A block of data
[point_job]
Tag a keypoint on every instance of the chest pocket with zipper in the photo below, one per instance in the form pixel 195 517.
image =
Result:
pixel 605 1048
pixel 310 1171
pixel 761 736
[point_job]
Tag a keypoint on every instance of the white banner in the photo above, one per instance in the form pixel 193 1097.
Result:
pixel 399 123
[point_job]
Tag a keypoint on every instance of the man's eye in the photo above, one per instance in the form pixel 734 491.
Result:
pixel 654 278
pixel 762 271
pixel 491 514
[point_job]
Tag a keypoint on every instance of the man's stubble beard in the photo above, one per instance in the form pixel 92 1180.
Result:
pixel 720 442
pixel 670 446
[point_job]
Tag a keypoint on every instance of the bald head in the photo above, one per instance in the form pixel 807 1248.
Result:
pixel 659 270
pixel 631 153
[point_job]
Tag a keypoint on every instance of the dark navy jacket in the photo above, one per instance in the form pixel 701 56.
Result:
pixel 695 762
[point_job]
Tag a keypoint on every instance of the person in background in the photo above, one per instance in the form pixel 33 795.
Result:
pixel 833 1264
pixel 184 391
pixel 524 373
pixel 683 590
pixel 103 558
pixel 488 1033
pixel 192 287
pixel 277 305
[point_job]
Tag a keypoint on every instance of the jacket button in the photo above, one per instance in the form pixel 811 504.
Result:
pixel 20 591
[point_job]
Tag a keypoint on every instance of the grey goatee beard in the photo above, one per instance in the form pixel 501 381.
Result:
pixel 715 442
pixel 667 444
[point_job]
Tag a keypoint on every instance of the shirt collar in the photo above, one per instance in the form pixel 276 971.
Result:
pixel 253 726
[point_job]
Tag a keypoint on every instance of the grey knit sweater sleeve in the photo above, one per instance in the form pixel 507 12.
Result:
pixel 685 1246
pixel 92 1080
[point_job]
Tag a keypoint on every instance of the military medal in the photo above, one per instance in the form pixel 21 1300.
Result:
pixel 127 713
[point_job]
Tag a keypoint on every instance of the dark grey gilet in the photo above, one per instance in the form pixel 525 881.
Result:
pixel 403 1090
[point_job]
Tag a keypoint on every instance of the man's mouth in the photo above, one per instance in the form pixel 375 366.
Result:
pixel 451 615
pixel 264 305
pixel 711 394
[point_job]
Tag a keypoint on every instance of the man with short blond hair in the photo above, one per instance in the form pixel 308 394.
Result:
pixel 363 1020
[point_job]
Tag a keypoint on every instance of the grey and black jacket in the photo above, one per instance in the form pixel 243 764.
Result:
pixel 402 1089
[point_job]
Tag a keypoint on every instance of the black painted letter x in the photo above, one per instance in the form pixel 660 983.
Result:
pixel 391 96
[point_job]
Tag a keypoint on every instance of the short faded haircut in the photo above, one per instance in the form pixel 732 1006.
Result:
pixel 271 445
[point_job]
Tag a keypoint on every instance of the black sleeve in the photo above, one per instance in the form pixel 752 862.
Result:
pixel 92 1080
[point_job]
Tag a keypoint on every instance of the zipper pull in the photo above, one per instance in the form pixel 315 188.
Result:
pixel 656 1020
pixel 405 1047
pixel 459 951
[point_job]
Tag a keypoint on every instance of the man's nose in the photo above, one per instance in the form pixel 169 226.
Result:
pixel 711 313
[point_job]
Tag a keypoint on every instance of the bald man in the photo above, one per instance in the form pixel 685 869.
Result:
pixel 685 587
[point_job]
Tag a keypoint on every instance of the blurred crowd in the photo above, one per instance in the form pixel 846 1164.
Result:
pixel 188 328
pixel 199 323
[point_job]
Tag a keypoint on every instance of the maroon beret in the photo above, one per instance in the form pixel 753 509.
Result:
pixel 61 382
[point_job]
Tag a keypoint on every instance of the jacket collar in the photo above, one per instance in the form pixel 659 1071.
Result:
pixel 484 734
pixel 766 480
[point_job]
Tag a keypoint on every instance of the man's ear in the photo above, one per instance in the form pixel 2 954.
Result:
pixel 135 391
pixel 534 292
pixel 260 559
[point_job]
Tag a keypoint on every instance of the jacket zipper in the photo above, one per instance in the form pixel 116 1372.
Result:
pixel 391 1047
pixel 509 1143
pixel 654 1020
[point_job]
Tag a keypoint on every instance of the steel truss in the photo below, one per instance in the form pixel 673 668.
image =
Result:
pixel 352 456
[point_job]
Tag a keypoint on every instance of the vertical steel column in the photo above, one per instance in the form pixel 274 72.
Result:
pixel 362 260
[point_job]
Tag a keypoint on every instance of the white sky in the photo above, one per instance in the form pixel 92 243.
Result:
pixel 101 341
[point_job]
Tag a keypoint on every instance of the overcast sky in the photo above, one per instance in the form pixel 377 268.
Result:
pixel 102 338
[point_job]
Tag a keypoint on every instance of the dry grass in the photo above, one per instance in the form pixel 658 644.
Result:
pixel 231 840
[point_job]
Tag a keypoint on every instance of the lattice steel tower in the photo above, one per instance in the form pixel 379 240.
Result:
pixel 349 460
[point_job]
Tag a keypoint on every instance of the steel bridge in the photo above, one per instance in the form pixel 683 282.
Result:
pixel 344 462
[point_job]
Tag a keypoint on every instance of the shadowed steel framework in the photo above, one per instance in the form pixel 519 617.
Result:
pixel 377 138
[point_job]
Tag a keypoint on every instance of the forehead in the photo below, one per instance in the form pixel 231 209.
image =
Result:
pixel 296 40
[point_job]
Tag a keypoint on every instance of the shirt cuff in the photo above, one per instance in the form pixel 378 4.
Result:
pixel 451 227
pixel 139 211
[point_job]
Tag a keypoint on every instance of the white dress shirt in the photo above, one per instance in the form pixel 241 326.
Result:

_EXERCISE_
Retype each record exactly, leaving nothing out.

_THE RESPONSE_
[point_job]
Tag a keypoint on every instance of the chest pocket with zipper in the photo below, one per instance in the form pixel 195 517.
image =
Result:
pixel 605 1048
pixel 310 1171
pixel 761 736
[point_job]
Tag a keypoint on every instance of the white banner in the photo above, one per instance in the form pixel 193 1097.
Result:
pixel 399 123
[point_job]
Tag a keypoint on every instance of the man's eye in the photo above, one per instance in the form pixel 734 491.
Result:
pixel 654 278
pixel 762 271
pixel 491 514
[point_job]
Tag a keypoint on every instance of the man's stubble beard in the photo above, one per instance in the form pixel 92 1180.
Result:
pixel 720 442
pixel 670 446
[point_job]
Tag a keypoint on every instance of the bald head in the photo above, one per instance in the form pixel 807 1248.
Result:
pixel 659 270
pixel 631 153
[point_job]
Tag a keypoint on every instance of the dark navy jacket in the photo above, one per instance in the form pixel 701 56.
Result:
pixel 695 762
[point_job]
Tag a keypoint on every instance of the person in background in the photo above, one per instance in the form pixel 33 795.
Result:
pixel 833 1264
pixel 184 391
pixel 524 373
pixel 683 590
pixel 103 558
pixel 488 1033
pixel 192 287
pixel 277 305
[point_job]
Tag a keypoint on every instance of the jacket button in the photo above, one per instance in the form pixel 811 504.
Result:
pixel 20 591
[point_job]
Tag a keypoint on every instance of the grey goatee beard in the photo above, one per instance in the form pixel 501 381.
Result:
pixel 715 442
pixel 667 444
[point_job]
Tag a keypoint on every instance of the shirt collar in the photo above, one per instance in the form pixel 276 971.
Result:
pixel 253 726
[point_job]
Tag a keypoint on every instance of the grey knit sweater sleeve in the photo above, one per instance in the form pixel 507 12.
Result:
pixel 685 1246
pixel 92 1080
[point_job]
Tag a keypoint on every instance of the military medal in the photo above, one per instance in the form pixel 21 1300.
Result:
pixel 127 713
[point_job]
Tag a keypoint on every instance of the dark grey gilet in the photo above, one per instance in the form pixel 525 881.
Result:
pixel 403 1090
[point_job]
Tag a keypoint on every instance of the man's mouth in the photo above, one per instance in the form pixel 375 366.
Result:
pixel 451 615
pixel 264 305
pixel 711 394
[point_job]
Tag a keypoint on every instance of the man with short blond hair in the photo above, one per instance in the form pixel 308 394.
Result:
pixel 363 1020
[point_job]
Tag a keypoint on every instance of the grey and black jacket in the photo above, one per instance in the form pixel 243 764.
Result:
pixel 402 1089
[point_job]
Tag a keypoint on every instance of the black painted letter x in the photo above, one per instance in the form pixel 660 983.
Result:
pixel 391 96
[point_job]
Tag a keypoint on every instance of the short faded haircut in the photo above, one per instance in the form pixel 732 1006.
Result:
pixel 271 445
[point_job]
Tag a keypoint on every instance of the black sleeve in the photo above, one per instance in the form pixel 752 862.
Result:
pixel 92 1080
[point_job]
Tag a keypoint on every instance of the zipper pull in the photo above, one per instance in the form pixel 315 188.
Result:
pixel 656 1020
pixel 405 1047
pixel 459 951
[point_job]
Tag a keypoint on every instance of the man's nose in the photo above, one per instance in the form pixel 169 226.
Result:
pixel 711 313
[point_job]
Tag a keypoint on every instance of the bald man in the photo above, one per instance in the form pixel 685 869.
Result:
pixel 685 587
[point_job]
Tag a keypoint on every instance of the blurred crowd in the photo above, one per instance in the form pixel 846 1164.
Result:
pixel 188 328
pixel 199 323
[point_job]
Tag a keypoint on every instance of the maroon beret in the photo above, one per instance in the form pixel 753 509.
Result:
pixel 61 382
[point_job]
Tag a keypoint on every instance of the jacket collar in the photo above, one per instance in the form pixel 659 1071.
Result:
pixel 484 734
pixel 766 480
[point_job]
Tag a keypoint on every instance of the man's ear in the photo above, one per instance in the form pixel 2 954.
Result:
pixel 135 391
pixel 534 292
pixel 260 559
[point_job]
Tag a keypoint on every instance of the jacket zipper in the photo above, one per instance in the form pixel 116 1372.
Result:
pixel 391 1047
pixel 509 1143
pixel 654 1020
[point_job]
Tag a keypoint on every instance of the steel truss in the photo below, one per instance in the form pixel 673 668.
image =
Result:
pixel 352 456
[point_job]
Tag a keypoint on every instance of the vertical steel column in the photo above, one per instance in the form pixel 274 72.
Result:
pixel 362 260
[point_job]
Tag a keypoint on every instance of the white sky in the photo above, one per instance in the form pixel 92 243.
Result:
pixel 101 341
[point_job]
Tag a keypoint on every instance of the overcast sky in the photo above, one per instance in the form pixel 377 268.
Result:
pixel 102 338
[point_job]
Tag a keypoint on every instance of the dry grass in the photo above, one per instance in the form pixel 658 644.
Result:
pixel 231 840
[point_job]
Tag a keypoint on every instance of the lattice steel tower in the photo above, one per instance in the form pixel 379 240.
Result:
pixel 349 460
[point_job]
Tag a keypoint on every instance of the steel bridge in the photo above, one per instance in the form pixel 683 282.
Result:
pixel 344 462
[point_job]
Tag a keypoint on every instance of the shadowed steel framework in the photo above, one per instance in the form pixel 519 617.
Result:
pixel 377 138
[point_job]
Tag a keypoint on every instance of the forehead in the photo below, one per instance in the form pixel 231 209.
image =
Result:
pixel 296 40
[point_job]
Tag a keypoint on every instance of the shirt cuff in the photo above, one per instance in the form pixel 378 4.
Result:
pixel 451 227
pixel 139 211
[point_job]
Tag a keypoint on every instance of the white dress shirt in the photo above, one per instance in the form pixel 241 326.
Result:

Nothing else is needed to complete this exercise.